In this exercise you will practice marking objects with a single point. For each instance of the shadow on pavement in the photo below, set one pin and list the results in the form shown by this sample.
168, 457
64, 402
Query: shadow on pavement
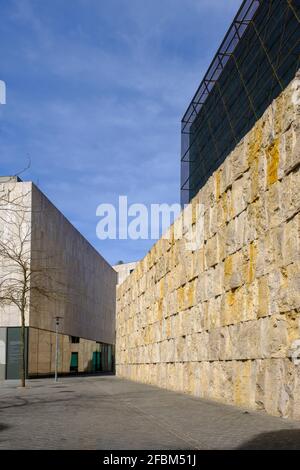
285, 439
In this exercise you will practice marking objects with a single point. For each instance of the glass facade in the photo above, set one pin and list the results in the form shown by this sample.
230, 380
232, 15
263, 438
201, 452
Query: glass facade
257, 59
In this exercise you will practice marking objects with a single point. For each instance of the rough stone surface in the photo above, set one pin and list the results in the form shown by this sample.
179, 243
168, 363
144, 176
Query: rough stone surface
218, 321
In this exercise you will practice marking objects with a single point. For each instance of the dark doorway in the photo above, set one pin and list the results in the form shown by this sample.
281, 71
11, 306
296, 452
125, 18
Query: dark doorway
74, 362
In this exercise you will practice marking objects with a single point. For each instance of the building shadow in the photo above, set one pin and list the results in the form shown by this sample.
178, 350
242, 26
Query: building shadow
285, 439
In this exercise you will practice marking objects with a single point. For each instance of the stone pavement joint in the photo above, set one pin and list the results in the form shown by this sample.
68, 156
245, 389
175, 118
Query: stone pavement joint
106, 412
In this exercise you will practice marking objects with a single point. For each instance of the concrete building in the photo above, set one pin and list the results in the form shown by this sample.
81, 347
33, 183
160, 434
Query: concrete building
124, 270
68, 279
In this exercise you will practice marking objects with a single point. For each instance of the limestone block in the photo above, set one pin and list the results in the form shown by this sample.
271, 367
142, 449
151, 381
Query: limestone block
291, 194
289, 293
291, 241
239, 160
211, 252
240, 194
244, 374
213, 312
234, 271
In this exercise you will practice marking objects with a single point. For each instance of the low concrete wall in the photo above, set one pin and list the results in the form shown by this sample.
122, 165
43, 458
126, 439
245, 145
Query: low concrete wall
218, 322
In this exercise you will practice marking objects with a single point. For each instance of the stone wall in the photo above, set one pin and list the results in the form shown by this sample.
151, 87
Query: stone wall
218, 322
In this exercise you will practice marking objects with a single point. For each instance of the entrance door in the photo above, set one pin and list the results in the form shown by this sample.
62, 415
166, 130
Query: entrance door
13, 353
74, 362
96, 361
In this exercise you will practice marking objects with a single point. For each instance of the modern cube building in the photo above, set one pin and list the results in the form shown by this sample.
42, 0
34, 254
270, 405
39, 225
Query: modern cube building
69, 279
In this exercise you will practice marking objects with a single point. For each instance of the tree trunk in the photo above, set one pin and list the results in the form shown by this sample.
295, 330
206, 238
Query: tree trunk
23, 351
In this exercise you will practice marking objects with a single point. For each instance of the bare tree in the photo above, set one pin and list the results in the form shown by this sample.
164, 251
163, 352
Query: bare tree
25, 274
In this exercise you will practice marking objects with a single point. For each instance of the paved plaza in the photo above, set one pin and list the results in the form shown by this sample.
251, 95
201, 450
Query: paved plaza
105, 412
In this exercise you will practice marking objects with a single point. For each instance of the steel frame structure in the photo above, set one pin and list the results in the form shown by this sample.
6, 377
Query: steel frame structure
201, 139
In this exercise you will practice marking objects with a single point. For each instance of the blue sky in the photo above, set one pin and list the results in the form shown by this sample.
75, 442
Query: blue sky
95, 93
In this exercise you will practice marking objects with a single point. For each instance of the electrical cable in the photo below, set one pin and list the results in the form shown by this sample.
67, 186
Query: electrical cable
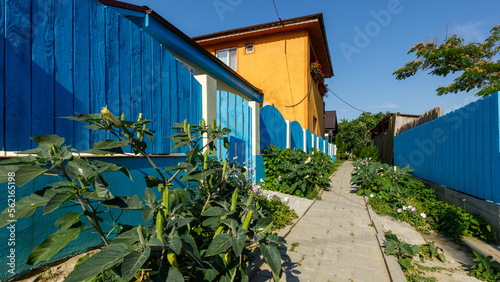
345, 101
276, 9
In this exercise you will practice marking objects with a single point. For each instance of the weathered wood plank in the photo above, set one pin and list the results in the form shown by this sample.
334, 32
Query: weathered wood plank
97, 64
239, 129
147, 82
125, 50
174, 96
166, 99
112, 83
224, 122
2, 74
157, 103
42, 52
64, 87
18, 78
81, 66
488, 155
136, 73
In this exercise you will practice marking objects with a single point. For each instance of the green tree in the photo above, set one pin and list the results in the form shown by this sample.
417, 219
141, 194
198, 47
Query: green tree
356, 133
477, 62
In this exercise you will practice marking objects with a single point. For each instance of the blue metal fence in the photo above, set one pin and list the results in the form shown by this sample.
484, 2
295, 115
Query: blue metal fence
78, 56
272, 128
460, 150
234, 113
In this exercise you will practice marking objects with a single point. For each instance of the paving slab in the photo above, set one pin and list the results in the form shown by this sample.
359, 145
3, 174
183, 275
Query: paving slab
336, 240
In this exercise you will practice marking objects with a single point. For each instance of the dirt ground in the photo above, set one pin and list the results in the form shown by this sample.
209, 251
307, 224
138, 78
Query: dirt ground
53, 272
458, 261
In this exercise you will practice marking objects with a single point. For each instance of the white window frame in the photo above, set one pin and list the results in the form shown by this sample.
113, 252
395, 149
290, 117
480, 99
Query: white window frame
225, 56
248, 46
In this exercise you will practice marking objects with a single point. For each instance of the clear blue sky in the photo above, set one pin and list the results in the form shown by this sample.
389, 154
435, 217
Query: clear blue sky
363, 78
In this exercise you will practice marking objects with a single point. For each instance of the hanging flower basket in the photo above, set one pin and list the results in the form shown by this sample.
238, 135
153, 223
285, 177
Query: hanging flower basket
319, 77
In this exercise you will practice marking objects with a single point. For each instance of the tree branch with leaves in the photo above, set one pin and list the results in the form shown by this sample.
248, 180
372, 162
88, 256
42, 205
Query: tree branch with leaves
477, 63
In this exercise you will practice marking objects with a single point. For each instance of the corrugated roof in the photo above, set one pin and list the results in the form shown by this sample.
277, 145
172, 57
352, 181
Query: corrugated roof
321, 35
147, 10
330, 120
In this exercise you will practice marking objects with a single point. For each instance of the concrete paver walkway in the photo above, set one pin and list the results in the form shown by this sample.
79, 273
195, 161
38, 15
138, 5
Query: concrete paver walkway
336, 240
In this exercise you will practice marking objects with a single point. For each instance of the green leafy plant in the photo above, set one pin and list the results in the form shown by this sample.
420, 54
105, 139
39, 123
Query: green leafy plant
405, 252
391, 190
477, 63
185, 237
369, 152
281, 213
293, 172
485, 268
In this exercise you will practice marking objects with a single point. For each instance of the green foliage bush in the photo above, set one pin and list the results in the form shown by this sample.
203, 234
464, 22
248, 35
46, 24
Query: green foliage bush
369, 152
485, 268
281, 213
405, 252
356, 134
294, 172
202, 236
395, 192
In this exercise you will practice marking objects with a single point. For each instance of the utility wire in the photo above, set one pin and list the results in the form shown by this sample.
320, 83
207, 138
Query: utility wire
345, 101
276, 9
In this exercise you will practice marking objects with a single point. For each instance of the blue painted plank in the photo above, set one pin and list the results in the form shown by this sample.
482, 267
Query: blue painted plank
165, 99
18, 78
223, 120
473, 150
136, 73
232, 125
239, 129
218, 117
246, 131
147, 82
125, 50
467, 151
81, 66
2, 76
184, 95
97, 64
479, 136
199, 102
42, 56
463, 156
112, 83
308, 141
174, 96
250, 136
315, 141
195, 97
488, 156
495, 144
64, 84
297, 135
157, 98
454, 159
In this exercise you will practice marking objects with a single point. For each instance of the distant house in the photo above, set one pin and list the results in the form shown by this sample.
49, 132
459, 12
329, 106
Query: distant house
277, 58
393, 124
331, 125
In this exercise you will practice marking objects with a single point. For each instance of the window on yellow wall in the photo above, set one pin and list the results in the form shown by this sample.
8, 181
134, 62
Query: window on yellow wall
249, 48
228, 56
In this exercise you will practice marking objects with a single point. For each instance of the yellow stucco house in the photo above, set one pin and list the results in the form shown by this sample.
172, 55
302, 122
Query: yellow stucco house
277, 58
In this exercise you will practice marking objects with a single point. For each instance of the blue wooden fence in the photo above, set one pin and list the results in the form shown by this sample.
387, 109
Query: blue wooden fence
297, 138
234, 113
61, 57
460, 150
272, 128
309, 143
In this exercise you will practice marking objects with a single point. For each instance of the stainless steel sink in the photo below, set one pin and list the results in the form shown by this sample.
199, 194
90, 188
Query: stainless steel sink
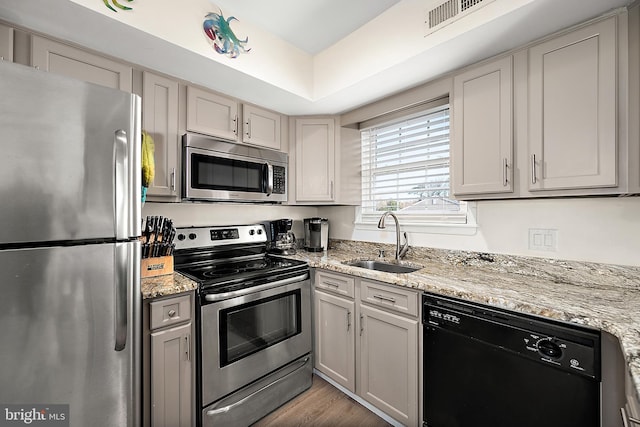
382, 266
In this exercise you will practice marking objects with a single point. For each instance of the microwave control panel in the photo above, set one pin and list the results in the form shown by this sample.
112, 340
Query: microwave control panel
279, 180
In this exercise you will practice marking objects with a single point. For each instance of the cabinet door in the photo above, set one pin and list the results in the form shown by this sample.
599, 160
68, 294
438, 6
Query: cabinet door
6, 43
388, 369
315, 160
482, 146
212, 114
171, 402
260, 127
335, 338
76, 63
160, 120
572, 110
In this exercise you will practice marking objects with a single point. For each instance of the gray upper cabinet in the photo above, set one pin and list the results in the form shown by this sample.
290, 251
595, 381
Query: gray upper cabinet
315, 145
212, 114
72, 62
261, 127
168, 383
572, 109
6, 43
160, 120
482, 145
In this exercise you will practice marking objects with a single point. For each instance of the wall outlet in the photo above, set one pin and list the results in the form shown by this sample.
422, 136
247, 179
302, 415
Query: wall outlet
543, 239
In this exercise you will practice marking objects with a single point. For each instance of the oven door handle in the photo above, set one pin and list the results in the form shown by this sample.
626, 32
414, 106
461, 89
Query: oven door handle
300, 364
240, 292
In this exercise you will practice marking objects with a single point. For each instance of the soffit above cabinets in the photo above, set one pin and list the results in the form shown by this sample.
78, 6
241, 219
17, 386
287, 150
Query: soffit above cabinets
352, 63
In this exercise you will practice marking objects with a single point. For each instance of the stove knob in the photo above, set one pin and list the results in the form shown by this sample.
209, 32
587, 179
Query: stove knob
549, 349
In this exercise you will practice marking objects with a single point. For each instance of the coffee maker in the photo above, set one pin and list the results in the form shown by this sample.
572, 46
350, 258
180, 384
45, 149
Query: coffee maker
280, 238
316, 234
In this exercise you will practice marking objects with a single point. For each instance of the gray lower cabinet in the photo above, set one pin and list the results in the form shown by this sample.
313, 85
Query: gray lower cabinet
167, 364
388, 363
367, 340
335, 338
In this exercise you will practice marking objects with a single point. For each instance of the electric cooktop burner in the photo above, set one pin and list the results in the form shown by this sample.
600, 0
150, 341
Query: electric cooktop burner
233, 271
218, 257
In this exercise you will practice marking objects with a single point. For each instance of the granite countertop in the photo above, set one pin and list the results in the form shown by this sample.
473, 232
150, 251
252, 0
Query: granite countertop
601, 296
166, 285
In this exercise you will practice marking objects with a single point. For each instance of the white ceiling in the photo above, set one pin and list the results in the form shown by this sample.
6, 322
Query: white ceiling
308, 56
311, 25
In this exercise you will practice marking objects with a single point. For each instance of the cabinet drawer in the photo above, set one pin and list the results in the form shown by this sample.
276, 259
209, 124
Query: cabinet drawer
170, 312
397, 299
336, 283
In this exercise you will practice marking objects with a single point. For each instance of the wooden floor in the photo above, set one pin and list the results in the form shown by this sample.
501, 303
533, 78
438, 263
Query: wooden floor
322, 405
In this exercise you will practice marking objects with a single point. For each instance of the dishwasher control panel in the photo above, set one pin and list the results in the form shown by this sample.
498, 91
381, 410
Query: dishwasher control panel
560, 352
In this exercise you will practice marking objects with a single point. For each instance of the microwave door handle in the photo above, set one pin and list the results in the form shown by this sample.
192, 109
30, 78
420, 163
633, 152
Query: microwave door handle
269, 179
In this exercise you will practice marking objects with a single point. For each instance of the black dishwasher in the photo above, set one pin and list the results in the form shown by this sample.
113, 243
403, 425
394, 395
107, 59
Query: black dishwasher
488, 367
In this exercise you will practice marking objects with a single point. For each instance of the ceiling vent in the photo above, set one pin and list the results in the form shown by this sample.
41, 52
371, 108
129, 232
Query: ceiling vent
450, 11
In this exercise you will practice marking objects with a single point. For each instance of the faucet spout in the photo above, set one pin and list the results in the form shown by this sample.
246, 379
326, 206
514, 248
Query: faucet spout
400, 250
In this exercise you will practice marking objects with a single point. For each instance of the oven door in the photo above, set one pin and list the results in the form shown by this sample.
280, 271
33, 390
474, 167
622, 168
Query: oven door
249, 336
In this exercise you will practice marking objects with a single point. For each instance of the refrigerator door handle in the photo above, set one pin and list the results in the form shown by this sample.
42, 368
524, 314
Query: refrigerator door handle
127, 274
120, 184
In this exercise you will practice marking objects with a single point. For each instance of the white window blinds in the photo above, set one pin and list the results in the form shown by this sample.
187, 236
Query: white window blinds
405, 169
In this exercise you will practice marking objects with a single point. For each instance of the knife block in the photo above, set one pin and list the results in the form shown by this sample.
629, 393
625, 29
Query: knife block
159, 266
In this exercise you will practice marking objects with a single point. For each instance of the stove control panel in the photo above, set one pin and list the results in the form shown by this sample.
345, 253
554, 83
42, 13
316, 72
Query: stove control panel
202, 237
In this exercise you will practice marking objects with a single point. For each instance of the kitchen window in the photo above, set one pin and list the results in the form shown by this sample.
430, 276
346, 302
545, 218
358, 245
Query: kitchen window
406, 169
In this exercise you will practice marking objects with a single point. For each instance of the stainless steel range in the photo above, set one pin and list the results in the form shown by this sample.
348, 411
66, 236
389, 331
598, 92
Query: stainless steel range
253, 319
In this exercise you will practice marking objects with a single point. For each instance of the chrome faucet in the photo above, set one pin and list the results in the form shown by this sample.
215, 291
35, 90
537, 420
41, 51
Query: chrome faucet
400, 251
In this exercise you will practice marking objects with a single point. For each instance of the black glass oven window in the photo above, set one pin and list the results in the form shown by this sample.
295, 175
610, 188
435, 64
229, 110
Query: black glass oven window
251, 327
219, 173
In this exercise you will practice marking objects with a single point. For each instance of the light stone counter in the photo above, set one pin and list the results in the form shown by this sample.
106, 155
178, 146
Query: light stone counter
166, 285
601, 296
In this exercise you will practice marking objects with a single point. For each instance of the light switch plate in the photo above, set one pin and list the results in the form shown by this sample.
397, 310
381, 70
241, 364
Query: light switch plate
543, 239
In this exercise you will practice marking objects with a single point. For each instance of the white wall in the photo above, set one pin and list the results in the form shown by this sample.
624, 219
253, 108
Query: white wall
603, 230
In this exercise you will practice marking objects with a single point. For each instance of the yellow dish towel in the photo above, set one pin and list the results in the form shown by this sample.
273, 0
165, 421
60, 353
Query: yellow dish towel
148, 163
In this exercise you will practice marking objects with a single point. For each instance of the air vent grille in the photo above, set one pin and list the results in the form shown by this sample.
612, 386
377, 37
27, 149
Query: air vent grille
450, 11
443, 12
466, 4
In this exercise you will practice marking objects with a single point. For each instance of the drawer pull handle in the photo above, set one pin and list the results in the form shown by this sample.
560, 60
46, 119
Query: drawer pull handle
384, 298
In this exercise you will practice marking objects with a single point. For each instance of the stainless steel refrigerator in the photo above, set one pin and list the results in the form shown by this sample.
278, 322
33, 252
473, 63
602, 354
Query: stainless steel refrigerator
69, 255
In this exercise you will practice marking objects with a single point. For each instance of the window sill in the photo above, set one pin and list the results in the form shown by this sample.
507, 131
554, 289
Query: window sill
469, 228
450, 229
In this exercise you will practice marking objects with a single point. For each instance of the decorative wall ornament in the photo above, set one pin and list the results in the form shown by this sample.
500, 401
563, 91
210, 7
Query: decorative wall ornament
116, 4
224, 41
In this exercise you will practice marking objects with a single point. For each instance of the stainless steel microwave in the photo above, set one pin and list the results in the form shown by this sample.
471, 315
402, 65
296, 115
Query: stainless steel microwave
215, 170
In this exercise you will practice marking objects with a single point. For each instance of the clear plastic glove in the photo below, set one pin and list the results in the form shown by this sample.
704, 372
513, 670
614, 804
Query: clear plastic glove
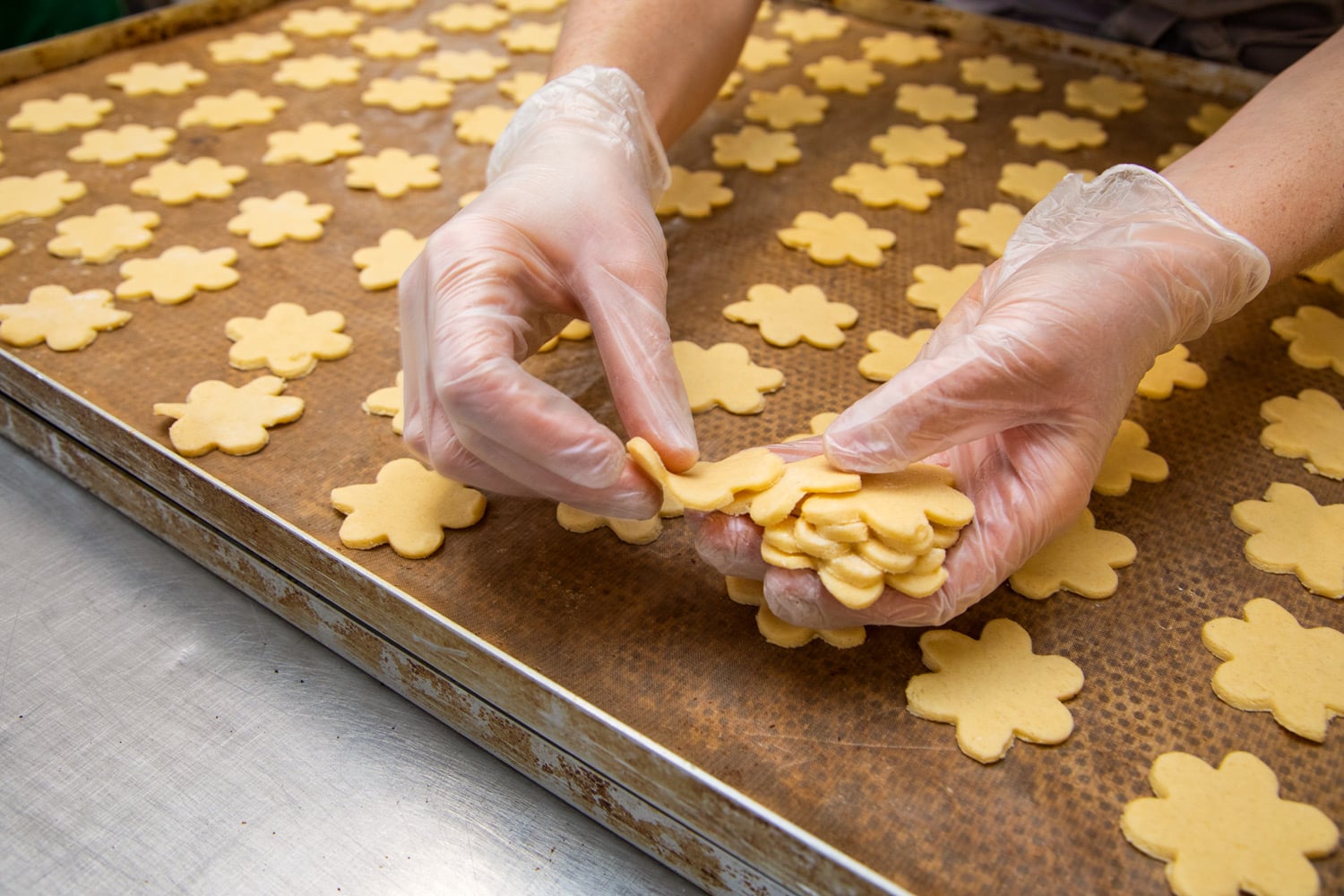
564, 228
1023, 386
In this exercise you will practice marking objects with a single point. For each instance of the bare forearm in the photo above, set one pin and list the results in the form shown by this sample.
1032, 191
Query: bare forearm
679, 51
1274, 172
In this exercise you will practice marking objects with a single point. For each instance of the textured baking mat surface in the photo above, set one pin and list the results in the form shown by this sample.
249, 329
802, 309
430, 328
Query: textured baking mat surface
645, 633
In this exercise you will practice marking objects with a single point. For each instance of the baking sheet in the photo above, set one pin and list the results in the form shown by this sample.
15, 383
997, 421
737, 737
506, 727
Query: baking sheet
803, 764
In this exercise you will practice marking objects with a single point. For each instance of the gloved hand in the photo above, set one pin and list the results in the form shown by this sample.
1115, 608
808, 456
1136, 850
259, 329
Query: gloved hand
564, 228
1023, 386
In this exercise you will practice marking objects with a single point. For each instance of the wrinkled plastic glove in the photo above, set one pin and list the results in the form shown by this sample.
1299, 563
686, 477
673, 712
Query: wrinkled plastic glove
1023, 386
564, 230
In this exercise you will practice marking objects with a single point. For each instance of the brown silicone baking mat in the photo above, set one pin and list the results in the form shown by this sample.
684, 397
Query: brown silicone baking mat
817, 737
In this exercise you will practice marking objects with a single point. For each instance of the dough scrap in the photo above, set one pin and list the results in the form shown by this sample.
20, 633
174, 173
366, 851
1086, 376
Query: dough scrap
760, 150
725, 376
1000, 74
288, 340
629, 530
40, 196
994, 689
787, 317
1035, 182
938, 289
988, 228
1228, 831
851, 75
1058, 131
1311, 426
236, 421
175, 183
151, 78
900, 48
884, 187
314, 142
694, 194
65, 322
1105, 96
408, 508
389, 401
1290, 532
177, 274
1082, 559
123, 145
935, 102
833, 241
54, 116
314, 73
392, 172
472, 65
889, 354
237, 109
101, 237
1276, 665
927, 145
787, 108
382, 266
1126, 460
250, 48
269, 222
1169, 370
1314, 338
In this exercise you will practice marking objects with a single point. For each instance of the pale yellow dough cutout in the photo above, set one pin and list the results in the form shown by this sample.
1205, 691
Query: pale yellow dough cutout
994, 689
408, 508
1228, 831
1276, 665
236, 421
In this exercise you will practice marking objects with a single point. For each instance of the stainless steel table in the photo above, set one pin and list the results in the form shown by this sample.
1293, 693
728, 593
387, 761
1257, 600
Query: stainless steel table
160, 732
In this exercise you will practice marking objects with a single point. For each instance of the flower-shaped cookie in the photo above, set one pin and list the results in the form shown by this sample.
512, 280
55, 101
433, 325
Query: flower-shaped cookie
408, 508
102, 236
1276, 665
124, 144
988, 228
314, 142
1290, 532
1314, 338
39, 196
793, 316
175, 183
54, 116
1228, 831
994, 689
927, 145
288, 340
175, 276
725, 376
1058, 131
884, 187
382, 266
151, 78
62, 320
694, 194
1082, 559
900, 48
392, 172
269, 222
938, 289
833, 241
851, 75
760, 150
1309, 426
236, 421
935, 102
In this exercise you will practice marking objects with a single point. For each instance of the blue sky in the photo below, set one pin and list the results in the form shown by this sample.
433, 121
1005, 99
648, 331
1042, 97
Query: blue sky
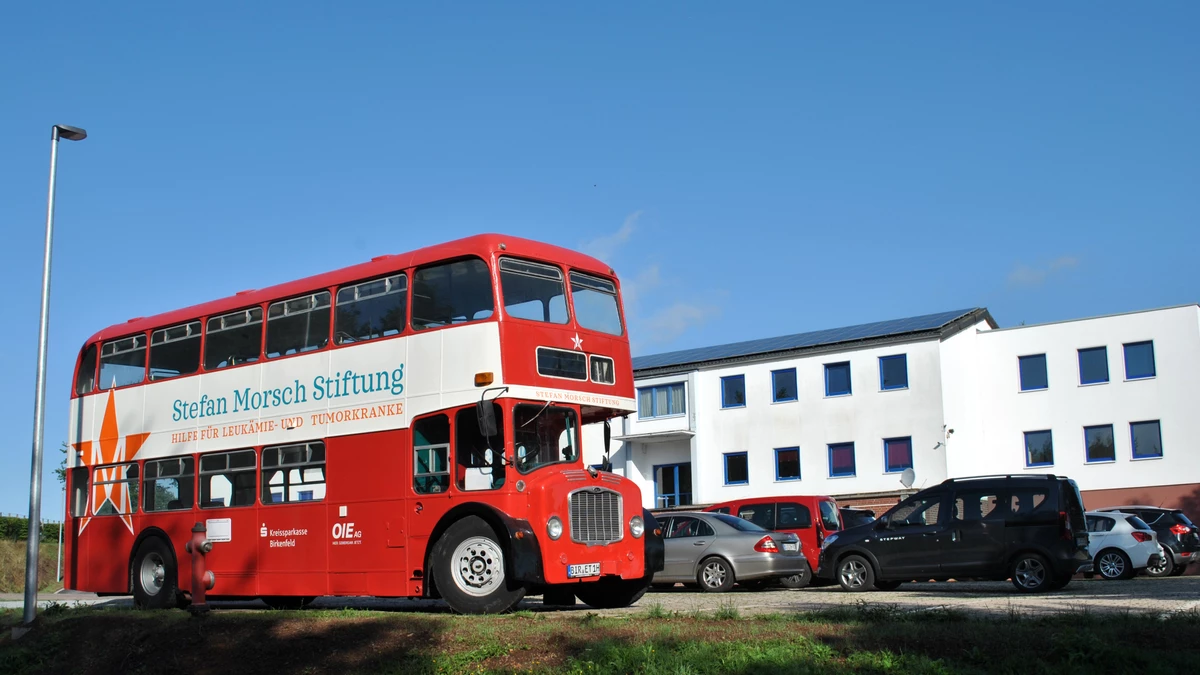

**Directions for this task:**
Reproduce exactly the lines from the one containing "of the flower-shaped" through the last line of the records, both included, leaving out every picture.

**Completed task:**
In this exercise you will practice marking objects with a single point. For each instance of the flower-shaped cookie in the photo above, set one pin and list the results in the form shown by this sample.
512, 280
55, 101
433, 325
Query: flower-shaped cookie
408, 508
102, 236
1276, 665
124, 144
988, 228
314, 142
1290, 532
1314, 338
39, 196
793, 316
175, 183
54, 116
1228, 831
994, 689
927, 145
288, 340
175, 276
725, 376
1058, 131
884, 187
382, 266
151, 78
62, 320
694, 194
1082, 559
900, 48
392, 172
269, 222
938, 289
833, 241
851, 75
760, 150
1309, 426
236, 421
935, 102
In this exercise you will practice marking objects with a single point. For each instance of the blue sky in the photo below, set one pin and list the results in the form shown by this sample.
433, 121
1005, 99
648, 331
1042, 97
Query: blue sky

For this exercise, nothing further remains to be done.